### PROBLEM TO SOLVE
Continue the passage on subgraph isomorphism and candidate significance in graph mining from the point where it stops.

This means that the node set $V_s$, edge set $E_s$ and the labels $l_s$ of $G_s$ must be a subset of the nodes, edges and labels of $G$. $G_s$ is therefore a subgraph of $G$, since there is a subgraph isomorphism between the two graphs ($G_s \subseteq G$). $G$ can then also be called supergraph of $G_s$.
Of course, it can be computationally difficult to check for each candidate whether there is a isomorphism/subgraph isomorphism to another graph. Because the isomorphism/subgraph isomorphism belongs to the NP-complete problems [3]. One way to check if two graphs are isomorphic to each other is canonical labeling. In order to compute such a canonical label for each graph you need a so called adjacency matrices:

Definition 6 (Adjacency matrix)
The adjacency matrix of a graph $G$ with $n$ nodes is defined as $n \times n$ matrix, where the entries in the diagonal correspond to the nodes and all remaining entries correspond to the edges of the graph $G$. If there is no edge between two nodes, the respective field in the adjacency matrix is filled with $0$.

Figure 3: A graph with its adjacency matrix.

In figure 3 we can see an example for an adjacency matrix of a graph. As already mentioned in definition 6 the single entries of the matrix correspond to the labels of the respective edges and nodes.
We can also see in this figure that each graph can be assigned to a canonical code. For this purpose we just traverse the adjacency matrix from the top left to the bottom right to generate the canonical code for it.

3. Significance computation

The different instances of a candidate in an input graph can overlap and thus violate the anti-monotony property, which, however, is an important part of most FSM algorithms since it can be used to narrow down the search space. Because of this, different definitions for the significance of a candidate have emerged in recent years. In the following, some of these definitions are discussed in detail.

### SUPPLIED DATA
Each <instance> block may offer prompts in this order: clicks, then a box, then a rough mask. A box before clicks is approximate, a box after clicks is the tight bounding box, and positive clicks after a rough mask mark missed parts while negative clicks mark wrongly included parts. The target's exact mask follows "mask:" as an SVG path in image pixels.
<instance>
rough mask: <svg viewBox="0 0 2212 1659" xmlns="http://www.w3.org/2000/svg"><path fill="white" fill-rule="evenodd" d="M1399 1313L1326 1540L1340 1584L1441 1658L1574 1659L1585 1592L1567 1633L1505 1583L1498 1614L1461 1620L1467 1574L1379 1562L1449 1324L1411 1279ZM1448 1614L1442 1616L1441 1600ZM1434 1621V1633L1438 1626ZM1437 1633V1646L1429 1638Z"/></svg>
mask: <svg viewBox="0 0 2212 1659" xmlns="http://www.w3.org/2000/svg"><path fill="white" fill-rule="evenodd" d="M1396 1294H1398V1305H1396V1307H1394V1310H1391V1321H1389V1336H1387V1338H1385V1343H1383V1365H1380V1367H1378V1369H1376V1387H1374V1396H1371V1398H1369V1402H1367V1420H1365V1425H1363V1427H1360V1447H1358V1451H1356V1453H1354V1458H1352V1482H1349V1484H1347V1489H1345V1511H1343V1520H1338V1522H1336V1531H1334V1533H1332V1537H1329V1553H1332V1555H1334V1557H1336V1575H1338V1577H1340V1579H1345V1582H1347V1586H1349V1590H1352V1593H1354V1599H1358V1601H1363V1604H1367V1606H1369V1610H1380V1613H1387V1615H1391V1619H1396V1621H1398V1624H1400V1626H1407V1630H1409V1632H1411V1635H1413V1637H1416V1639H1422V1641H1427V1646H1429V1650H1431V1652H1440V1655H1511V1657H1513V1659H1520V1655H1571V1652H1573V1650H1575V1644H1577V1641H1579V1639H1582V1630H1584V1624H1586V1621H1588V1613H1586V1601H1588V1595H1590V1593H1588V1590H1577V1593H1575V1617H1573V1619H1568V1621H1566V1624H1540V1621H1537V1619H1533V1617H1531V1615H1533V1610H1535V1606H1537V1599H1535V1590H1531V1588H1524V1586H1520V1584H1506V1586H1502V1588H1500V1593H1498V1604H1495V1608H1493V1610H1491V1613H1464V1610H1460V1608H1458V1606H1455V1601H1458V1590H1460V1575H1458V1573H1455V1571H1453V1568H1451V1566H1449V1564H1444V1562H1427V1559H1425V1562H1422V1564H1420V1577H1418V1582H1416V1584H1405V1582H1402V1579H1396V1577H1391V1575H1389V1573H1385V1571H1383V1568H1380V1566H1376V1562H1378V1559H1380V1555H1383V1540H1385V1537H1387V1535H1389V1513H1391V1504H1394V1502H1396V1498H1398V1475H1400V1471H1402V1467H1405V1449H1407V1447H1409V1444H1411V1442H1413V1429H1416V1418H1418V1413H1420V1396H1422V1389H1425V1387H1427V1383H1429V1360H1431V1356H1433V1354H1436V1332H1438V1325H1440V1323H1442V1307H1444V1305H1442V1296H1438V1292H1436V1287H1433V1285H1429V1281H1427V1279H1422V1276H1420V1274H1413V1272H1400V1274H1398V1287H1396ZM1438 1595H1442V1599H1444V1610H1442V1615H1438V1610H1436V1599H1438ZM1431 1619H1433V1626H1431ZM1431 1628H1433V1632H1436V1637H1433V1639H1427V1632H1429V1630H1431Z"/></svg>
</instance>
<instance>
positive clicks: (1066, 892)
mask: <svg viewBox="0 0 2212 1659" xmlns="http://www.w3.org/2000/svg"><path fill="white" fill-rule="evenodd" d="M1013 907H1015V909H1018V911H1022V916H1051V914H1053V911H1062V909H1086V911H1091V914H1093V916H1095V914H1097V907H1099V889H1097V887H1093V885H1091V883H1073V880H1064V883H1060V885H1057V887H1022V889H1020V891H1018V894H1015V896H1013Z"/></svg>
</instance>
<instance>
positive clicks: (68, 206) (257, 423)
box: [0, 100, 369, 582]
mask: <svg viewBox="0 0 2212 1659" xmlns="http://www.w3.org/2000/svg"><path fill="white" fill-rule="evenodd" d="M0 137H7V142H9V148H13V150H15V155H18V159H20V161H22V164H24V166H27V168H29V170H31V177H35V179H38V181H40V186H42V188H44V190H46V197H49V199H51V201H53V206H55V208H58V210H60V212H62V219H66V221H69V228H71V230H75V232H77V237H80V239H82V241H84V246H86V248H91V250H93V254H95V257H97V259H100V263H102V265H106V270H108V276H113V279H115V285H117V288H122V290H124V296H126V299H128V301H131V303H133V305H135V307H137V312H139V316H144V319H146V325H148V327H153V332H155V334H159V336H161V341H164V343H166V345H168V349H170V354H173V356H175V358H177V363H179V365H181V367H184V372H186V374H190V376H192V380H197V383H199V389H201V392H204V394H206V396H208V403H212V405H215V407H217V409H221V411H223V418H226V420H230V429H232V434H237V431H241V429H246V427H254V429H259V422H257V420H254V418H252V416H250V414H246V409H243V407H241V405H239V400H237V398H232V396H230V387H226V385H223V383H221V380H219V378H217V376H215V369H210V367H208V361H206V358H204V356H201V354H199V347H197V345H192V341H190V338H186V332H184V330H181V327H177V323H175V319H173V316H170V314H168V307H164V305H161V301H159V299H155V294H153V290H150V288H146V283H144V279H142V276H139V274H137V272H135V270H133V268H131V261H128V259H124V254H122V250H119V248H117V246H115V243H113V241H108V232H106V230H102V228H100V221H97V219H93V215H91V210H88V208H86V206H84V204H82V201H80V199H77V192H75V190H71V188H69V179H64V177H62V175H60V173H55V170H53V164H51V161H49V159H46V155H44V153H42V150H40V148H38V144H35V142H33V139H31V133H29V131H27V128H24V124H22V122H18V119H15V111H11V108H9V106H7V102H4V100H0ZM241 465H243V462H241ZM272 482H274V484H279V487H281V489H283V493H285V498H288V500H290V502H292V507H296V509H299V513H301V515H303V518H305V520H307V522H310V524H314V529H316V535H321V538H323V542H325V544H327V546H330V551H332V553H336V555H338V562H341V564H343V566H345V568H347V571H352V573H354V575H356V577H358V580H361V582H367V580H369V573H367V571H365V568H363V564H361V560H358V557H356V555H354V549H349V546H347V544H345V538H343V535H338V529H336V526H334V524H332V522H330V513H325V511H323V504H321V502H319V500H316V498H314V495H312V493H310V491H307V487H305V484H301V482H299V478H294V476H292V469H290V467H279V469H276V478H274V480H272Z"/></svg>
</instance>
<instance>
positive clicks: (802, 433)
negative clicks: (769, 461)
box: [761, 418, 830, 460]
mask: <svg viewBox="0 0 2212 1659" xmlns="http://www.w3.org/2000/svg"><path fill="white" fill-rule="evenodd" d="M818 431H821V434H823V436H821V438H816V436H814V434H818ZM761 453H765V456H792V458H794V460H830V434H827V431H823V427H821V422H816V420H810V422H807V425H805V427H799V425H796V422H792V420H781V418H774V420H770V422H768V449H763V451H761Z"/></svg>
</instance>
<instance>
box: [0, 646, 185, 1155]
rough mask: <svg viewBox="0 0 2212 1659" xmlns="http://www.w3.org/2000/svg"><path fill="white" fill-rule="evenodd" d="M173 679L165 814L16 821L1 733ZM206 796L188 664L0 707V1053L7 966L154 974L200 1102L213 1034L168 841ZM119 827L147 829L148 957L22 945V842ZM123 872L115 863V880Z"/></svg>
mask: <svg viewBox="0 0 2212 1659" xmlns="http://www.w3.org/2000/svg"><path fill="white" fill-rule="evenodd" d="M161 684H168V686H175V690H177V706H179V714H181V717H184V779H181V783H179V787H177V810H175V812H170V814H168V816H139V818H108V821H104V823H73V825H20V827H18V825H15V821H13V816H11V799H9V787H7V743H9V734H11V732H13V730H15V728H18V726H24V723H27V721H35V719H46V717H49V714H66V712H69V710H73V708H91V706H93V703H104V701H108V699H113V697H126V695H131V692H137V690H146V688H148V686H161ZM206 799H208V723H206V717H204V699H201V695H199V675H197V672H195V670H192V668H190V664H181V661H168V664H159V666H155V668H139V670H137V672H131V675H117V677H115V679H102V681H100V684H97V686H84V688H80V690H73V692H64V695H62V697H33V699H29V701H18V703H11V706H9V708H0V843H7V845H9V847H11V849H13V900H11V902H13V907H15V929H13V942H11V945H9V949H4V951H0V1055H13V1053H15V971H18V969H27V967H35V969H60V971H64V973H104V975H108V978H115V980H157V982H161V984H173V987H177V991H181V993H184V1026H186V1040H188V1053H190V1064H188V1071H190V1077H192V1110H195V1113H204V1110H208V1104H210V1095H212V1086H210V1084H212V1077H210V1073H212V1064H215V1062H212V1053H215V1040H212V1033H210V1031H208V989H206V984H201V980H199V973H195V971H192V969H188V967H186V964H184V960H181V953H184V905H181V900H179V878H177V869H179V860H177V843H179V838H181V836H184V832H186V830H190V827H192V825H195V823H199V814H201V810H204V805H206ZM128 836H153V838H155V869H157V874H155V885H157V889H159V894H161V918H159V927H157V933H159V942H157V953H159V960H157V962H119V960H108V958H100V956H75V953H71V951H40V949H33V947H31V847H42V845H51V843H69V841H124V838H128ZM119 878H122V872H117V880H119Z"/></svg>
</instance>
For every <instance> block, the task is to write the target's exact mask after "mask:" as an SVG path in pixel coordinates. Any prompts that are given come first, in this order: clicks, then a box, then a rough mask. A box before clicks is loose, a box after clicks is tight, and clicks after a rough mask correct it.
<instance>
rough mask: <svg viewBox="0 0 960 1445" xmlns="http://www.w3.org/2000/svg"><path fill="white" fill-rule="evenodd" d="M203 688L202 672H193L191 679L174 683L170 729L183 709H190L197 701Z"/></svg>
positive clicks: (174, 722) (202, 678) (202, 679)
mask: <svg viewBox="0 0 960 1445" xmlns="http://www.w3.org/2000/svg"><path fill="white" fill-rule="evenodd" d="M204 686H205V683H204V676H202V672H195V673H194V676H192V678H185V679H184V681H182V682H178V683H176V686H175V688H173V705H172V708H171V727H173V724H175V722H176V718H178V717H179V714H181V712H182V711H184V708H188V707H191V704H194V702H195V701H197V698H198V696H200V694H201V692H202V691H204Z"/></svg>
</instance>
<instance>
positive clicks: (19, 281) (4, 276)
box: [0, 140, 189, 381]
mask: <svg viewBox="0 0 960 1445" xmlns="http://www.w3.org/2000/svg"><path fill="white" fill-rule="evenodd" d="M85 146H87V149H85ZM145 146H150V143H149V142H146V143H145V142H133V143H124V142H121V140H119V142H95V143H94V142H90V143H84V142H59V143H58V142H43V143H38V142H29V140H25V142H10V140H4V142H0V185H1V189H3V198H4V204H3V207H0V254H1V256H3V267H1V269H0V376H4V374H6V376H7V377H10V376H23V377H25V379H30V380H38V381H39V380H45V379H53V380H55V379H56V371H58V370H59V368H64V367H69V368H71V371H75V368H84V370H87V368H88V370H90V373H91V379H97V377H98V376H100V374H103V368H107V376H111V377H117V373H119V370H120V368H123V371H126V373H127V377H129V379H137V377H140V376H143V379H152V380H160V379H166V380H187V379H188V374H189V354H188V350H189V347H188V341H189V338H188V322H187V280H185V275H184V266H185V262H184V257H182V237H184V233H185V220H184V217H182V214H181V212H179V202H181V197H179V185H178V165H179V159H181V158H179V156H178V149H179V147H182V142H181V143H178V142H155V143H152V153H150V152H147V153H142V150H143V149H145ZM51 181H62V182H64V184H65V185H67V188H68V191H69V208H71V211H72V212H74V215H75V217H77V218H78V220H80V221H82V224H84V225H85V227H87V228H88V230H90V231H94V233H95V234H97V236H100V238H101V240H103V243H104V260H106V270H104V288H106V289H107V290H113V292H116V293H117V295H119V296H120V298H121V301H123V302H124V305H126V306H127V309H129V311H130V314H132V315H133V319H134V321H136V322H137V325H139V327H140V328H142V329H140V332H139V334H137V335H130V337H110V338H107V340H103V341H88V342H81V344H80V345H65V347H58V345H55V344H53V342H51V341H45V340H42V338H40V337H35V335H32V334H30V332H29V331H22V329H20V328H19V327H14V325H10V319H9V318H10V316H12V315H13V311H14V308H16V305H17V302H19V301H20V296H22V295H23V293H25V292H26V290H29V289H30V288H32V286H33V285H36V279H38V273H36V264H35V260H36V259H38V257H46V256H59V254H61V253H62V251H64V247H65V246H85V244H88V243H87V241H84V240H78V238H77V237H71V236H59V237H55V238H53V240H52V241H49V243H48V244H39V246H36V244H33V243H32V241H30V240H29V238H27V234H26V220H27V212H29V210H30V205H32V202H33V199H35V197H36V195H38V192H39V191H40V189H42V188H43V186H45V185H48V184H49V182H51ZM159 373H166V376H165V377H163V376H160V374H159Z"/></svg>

### TASK RESPONSE
3.1. Maximum indepenten set (MIS)

Kuramochi et al. [4] developed an algorithm to calculate the significance of a candidate based on the maximum independent set. To be able to compute this quantity, a overlap graph is constructed in MIS. First, the definitions for the edge-disjoint and the simple overlap between two graphs and two instances, respectively, will follow so that it can then be explained how the overlap graph is constructed.

Definition 7 (Edge disjoint of instances)
Two graphs $G_1 = (V_1, E_1)$ and $G_2 = (V_2, E_2)$ are edge disjoint if $E_1 \cap E_2 = \emptyset$.

Definition 8 (Simple overlap)
Given a candidate $G_s = (V(G_s), E(G_s))$. There exists a simple overlap of two instances $\varphi_1$ and $\varphi_2$ of a candidate $G_s$$ if $\varphi_1(E(G_s)) \cap \varphi_2(E(G_s)) \neq \emptyset$.

The overlap graph is then constructed out of the single instances of a candidate which are located in the input graph:

Definition 9 (Overlap graph)
Given the set of all instances of a candidate $G_s$ in a graph $G$. The overlap graph of $G_s$ in $G$ is then the graph whose nodes are non-identical instances and whose edges connect the nodes whose instances are not edge-disjoint, i.e., correspond to a simple overlap.

So the overlap graph constists of nodes for every instance. The single nodes are connected if they aren’t edge disjoint and thus share one or more edges in the input graph. This is then called a simple overlap. The frequency of a candidate is then given by the number of indipendent sets (sets of nodes which have no connections to the nodes of other sets) in our overlap graph. In figure 4 we can see an example. In this case the subgraph has a frequency of 2, because there exists two different indepent sets in our overlap graph.

Figure 4: The instances $\varphi_1, \varphi_2, \varphi_3$ of the candidate $G_s$ in a graph $G$ and the resulting overlap graph.

3.2. Harmful Overlap (HO)

Another definition for the significance of a candidate is that of Fiedler and Borgelt [5]. Here, just as in MIS, an overlap graph is constructed and the significance is then the maximum size of the independent set of the overlap graph.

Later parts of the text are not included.